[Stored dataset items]
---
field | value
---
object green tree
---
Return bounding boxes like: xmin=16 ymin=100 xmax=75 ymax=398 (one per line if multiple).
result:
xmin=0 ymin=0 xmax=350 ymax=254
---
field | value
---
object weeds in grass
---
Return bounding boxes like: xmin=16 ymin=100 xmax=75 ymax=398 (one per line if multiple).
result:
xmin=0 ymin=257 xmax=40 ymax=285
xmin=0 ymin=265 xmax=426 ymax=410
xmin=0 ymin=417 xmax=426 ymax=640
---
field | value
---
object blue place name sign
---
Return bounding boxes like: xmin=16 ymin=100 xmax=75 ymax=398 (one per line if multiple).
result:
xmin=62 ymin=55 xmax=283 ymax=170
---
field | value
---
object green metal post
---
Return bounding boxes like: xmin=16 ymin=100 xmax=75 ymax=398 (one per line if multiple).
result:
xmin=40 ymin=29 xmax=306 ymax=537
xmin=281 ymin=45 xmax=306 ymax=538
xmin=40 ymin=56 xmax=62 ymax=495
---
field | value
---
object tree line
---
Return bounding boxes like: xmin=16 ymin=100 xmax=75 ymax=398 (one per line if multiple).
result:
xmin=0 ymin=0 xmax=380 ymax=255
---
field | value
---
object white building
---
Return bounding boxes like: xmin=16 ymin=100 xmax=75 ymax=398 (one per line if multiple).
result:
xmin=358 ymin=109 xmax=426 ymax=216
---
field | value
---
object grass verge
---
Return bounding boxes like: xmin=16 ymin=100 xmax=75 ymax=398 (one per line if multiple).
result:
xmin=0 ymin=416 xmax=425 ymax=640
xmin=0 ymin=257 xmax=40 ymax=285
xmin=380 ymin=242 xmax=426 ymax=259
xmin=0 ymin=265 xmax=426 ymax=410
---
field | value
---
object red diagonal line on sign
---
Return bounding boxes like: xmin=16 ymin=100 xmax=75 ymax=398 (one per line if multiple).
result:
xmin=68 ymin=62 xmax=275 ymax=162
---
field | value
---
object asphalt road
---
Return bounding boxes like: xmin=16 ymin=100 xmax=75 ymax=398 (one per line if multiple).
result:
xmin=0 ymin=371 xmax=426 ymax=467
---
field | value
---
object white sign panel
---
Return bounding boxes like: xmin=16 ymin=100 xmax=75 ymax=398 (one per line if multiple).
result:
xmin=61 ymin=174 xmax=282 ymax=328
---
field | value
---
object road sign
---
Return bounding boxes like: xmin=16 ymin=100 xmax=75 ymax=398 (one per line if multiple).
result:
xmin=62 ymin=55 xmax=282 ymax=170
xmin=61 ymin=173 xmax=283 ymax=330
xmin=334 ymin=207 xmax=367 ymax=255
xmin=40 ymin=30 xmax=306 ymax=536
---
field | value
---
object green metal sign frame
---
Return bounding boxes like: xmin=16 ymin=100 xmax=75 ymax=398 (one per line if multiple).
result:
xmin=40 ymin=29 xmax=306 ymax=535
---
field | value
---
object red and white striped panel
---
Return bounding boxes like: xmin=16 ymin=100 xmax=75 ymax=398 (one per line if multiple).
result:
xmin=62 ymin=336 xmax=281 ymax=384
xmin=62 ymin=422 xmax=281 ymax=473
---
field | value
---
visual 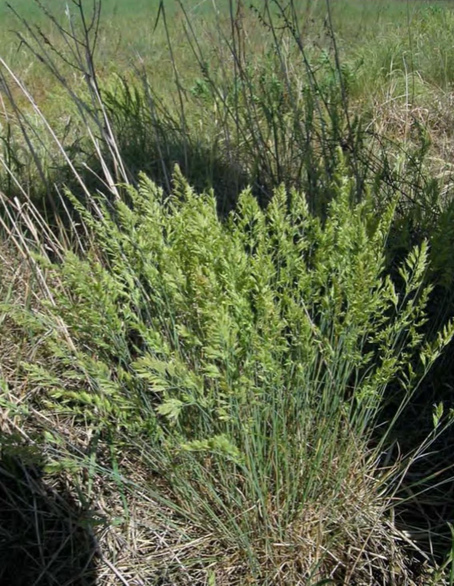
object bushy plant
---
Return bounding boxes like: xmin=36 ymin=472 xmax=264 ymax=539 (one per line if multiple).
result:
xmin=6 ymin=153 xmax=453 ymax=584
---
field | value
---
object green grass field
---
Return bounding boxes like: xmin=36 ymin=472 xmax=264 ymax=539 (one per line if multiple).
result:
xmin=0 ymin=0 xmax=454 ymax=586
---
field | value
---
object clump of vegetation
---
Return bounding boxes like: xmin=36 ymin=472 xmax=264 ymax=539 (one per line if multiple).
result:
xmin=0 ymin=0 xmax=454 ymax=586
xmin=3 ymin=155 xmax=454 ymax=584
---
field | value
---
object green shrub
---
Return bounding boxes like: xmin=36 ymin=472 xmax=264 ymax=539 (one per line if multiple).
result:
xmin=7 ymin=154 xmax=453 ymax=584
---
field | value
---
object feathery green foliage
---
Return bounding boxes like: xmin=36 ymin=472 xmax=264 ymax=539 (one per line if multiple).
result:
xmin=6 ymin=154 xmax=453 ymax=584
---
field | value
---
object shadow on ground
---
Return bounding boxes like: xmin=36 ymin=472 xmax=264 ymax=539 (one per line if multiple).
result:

### Goal
Please list every line from the rows above that contains the word "panel", copying each line in full. Case counts.

### Exercise answer
object white sign panel
object red and white striped panel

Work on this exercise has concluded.